- **選文**:
--------------------------------------------------

這些事實主要是,東亞經濟危機不斷深化,不但當時所說“東亞危機很快就要過去”的樂觀預言并未實現,而且危機繼續發展擴大,已經持續了好幾年的日本經濟疲軟不振的狀況也日趨顯著:本來被世人認為是惟一可以推動東亞經濟前進的火車頭——日本經濟,結果竟然處于自身難保的局面,證明了這場危機嚴重的程度。突出的事件還有執政32年的印尼總統蘇哈托竟在學生運動的壓力下匆匆下臺,持續幾十年的每年達8%的輝煌的經濟增長率也保不了他的權位。據統計,從1970年到1995年的1/4世紀中,東亞國家國內生產總值增長20倍,對外貿易總額增加50倍。在經濟增長突飛猛進的情況下,誰也沒有料到會突然發生這樣的危機。
另外一方面,世界經濟全球化的進程還在迅速發展,東亞經濟危機其實也是這個全球化進程的一個側面,美國經濟持續增長已經進入第8個年頭,以致人們現在在討論美國是否出現了已擺脫周期性危機的“新經濟”。關于知識經濟的說法真可說是甚囂塵上,人們正在研究知識對國民生產總值的貢獻到什么程度,一個國家的經濟才可以算是知識經濟?知識的含量如何測算,雖然中國經濟離知識經濟還十分遙遠,然而已經不能不感覺到它對未來的影響了。
一個人往往并不能準確地知道他所處的時代在歷史上處于什么地位,但是我們這一代可以確切地說,我們是處在20世紀到21世紀的轉折點上,是處在第二個千年到第三個千年的轉折點上。不但如此,我們也確切地知道是處在全球化的起點,處在工業時代向信息時代前進的門檻上。我們可以為自己躬逢文明轉換期而自豪,但是我們更應該認識到我們面臨的挑戰是嚴重的,而且是極其嚴重的。

--------------------------------------------------

- **資料內容**:
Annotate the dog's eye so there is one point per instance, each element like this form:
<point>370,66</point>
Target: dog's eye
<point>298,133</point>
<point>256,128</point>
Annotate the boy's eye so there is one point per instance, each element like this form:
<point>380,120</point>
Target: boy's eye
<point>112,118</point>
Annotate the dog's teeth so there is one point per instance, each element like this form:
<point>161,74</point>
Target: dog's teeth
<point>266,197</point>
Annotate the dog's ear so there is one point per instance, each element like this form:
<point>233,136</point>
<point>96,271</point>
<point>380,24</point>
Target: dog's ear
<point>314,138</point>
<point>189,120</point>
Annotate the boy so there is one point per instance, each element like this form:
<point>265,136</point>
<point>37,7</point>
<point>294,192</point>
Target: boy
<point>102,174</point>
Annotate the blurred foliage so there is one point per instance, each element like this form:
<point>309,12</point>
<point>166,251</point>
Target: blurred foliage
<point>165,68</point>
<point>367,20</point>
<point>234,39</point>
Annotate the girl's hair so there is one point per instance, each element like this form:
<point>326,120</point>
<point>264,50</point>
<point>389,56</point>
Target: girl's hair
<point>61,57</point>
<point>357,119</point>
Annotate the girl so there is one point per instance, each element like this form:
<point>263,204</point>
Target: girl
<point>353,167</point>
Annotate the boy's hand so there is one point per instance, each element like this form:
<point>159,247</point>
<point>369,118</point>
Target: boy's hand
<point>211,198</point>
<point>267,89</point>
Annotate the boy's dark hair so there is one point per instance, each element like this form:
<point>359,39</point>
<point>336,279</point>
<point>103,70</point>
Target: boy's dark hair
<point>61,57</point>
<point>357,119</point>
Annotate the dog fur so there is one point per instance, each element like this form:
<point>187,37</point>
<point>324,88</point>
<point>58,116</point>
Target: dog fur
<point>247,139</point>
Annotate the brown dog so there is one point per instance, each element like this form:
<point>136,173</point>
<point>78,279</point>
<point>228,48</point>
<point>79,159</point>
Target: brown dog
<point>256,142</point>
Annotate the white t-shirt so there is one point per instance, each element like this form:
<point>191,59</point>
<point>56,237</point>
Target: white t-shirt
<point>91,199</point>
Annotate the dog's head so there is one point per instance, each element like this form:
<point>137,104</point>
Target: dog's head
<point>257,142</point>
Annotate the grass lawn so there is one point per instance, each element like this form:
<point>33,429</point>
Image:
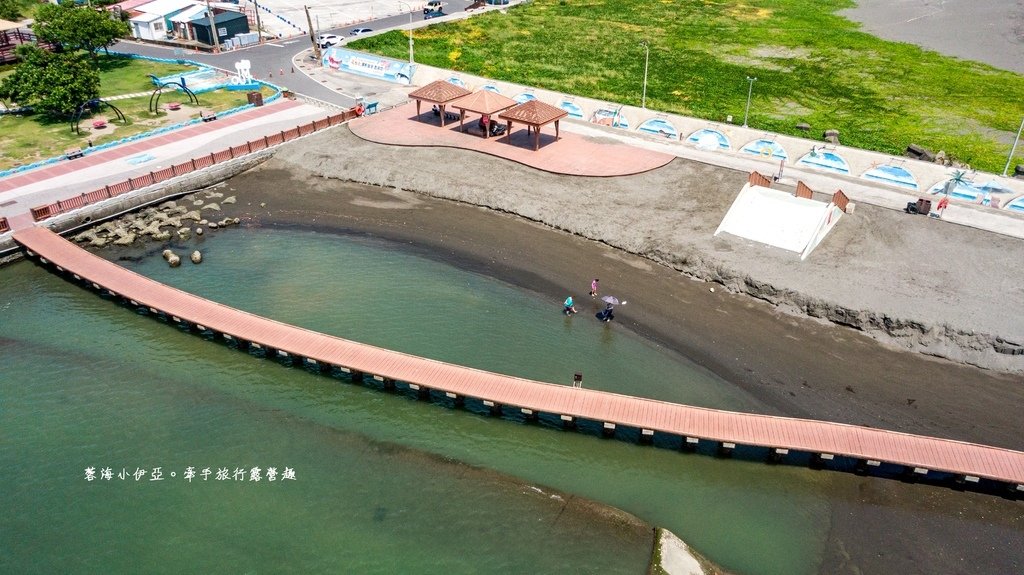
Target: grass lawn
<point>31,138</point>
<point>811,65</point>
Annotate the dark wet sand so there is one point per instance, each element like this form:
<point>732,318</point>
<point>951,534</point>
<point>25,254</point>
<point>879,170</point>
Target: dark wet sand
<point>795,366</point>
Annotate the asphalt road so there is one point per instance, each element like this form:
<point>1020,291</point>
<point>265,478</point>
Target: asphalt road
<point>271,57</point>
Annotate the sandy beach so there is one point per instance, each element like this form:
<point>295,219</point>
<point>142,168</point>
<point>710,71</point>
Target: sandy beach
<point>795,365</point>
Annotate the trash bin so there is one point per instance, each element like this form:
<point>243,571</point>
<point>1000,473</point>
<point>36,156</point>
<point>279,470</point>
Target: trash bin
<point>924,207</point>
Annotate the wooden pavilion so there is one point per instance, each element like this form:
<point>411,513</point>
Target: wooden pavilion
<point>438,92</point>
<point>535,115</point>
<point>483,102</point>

--------------------------------------------------

請一字不改地引用選文中的一段,從含有“這些事實主要是,東亞經濟危機”的詞句開始,到“有料到會突然發生這樣的危機。”為止。

這些事實主要是,東亞經濟危機不斷深化,不但當時所說“東亞危機很快就要過去”的樂觀預言并未實現,而且危機繼續發展擴大,已經持續了好幾年的日本經濟疲軟不振的狀況也日趨顯著:本來被世人認為是惟一可以推動東亞經濟前進的火車頭——日本經濟,結果竟然處于自身難保的局面,證明了這場危機嚴重的程度。突出的事件還有執政32年的印尼總統蘇哈托竟在學生運動的壓力下匆匆下臺,持續幾十年的每年達8%的輝煌的經濟增長率也保不了他的權位。據統計,從1970年到1995年的1/4世紀中,東亞國家國內生產總值增長20倍,對外貿易總額增加50倍。在經濟增長突飛猛進的情況下,誰也沒有料到會突然發生這樣的危機。